> _AIM OF THE TASK_: From the line with "Put a dot on the pedestrian's" to the line with "Put a dot on the book", retype each line exactly as it stands in the records below, but skip the pictures.

> _DATA TO EXAMINE_:
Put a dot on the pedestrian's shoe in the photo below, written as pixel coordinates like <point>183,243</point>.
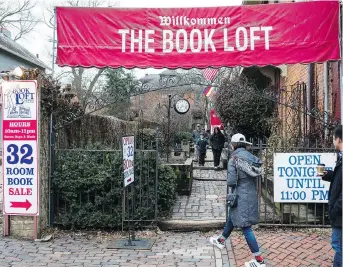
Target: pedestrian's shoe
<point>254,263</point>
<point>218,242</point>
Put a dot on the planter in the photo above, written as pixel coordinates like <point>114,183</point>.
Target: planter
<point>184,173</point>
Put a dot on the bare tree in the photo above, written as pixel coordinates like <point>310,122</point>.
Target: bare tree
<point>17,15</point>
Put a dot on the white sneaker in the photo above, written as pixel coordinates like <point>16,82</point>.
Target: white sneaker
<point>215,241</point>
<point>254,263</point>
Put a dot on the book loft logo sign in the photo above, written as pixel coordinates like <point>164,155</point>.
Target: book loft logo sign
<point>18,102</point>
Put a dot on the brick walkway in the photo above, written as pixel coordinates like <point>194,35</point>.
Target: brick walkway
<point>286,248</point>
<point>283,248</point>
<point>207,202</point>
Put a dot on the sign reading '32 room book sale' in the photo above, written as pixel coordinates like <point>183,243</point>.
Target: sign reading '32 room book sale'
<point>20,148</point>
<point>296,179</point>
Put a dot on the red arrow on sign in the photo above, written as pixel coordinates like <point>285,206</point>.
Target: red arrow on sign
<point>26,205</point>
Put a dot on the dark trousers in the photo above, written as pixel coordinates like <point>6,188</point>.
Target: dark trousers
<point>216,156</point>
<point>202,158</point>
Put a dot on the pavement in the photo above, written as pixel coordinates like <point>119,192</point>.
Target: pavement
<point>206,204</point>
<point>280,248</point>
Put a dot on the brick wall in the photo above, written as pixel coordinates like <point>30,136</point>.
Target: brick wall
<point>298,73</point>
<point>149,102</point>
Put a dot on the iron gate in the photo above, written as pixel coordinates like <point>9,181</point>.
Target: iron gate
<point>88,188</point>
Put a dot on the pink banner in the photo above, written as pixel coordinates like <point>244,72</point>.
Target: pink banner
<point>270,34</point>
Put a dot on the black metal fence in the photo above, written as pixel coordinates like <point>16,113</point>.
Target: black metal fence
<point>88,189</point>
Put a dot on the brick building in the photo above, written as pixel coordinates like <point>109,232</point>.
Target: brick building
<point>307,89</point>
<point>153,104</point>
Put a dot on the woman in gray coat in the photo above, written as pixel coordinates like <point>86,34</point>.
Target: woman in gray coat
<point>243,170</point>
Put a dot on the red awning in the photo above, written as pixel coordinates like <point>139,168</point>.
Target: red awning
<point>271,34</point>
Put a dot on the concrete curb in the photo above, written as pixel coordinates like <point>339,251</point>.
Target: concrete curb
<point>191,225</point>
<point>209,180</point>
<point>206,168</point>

---

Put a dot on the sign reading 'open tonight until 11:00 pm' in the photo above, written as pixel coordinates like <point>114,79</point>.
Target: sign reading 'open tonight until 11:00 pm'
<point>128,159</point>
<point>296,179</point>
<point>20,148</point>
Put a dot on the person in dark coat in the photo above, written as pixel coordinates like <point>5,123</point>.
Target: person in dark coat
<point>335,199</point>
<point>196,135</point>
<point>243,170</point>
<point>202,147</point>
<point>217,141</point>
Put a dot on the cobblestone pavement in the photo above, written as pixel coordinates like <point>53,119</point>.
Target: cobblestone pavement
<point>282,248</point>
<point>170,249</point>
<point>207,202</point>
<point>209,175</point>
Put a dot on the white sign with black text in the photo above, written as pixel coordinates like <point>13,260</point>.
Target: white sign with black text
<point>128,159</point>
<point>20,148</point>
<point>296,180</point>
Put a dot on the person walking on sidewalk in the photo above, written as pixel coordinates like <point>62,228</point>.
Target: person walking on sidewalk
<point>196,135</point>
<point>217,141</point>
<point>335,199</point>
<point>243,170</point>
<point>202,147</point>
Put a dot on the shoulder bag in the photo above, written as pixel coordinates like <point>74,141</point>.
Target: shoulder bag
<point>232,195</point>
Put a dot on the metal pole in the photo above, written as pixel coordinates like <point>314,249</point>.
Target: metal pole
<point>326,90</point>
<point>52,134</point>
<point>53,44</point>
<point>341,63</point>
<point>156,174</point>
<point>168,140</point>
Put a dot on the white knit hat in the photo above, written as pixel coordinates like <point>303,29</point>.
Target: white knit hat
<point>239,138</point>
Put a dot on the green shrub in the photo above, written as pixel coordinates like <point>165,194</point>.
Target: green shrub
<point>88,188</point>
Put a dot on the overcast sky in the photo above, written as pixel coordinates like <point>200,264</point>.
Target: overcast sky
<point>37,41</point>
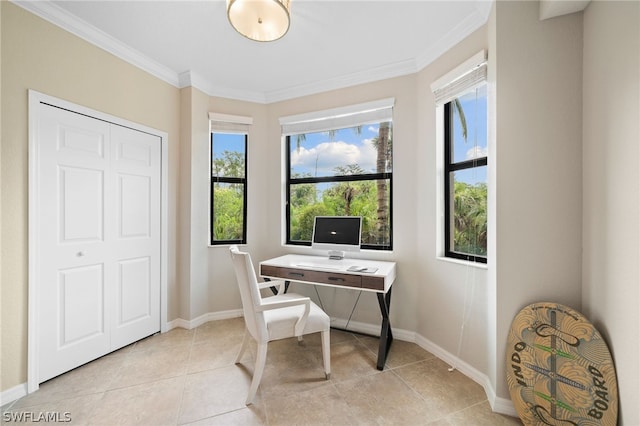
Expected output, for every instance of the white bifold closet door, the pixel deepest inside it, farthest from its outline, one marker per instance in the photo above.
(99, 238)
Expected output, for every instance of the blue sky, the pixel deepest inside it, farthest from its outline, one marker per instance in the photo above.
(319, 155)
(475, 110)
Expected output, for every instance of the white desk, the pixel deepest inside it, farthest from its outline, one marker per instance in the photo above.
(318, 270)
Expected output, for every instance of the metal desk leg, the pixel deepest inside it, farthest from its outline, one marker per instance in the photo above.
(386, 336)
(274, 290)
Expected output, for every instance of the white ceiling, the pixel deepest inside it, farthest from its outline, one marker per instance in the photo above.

> _YOUR RESPONSE_:
Put a dot on the pedestrian's shoe in the photo below, written as pixel coordinates like <point>183,243</point>.
Target: pedestrian's shoe
<point>254,263</point>
<point>218,242</point>
Put a dot on the planter in the photo above, written as pixel coordinates like <point>114,183</point>.
Target: planter
<point>184,173</point>
Put a dot on the bare tree in the photo above, written as pixel coordinates like <point>310,122</point>.
Target: bare tree
<point>17,15</point>
Put a dot on the white sneaker in the photo above, written as pixel coordinates like <point>16,82</point>.
Target: white sneaker
<point>215,241</point>
<point>254,263</point>
Put a dot on the book loft logo sign in the photo above, written as pixel coordinates like <point>164,155</point>.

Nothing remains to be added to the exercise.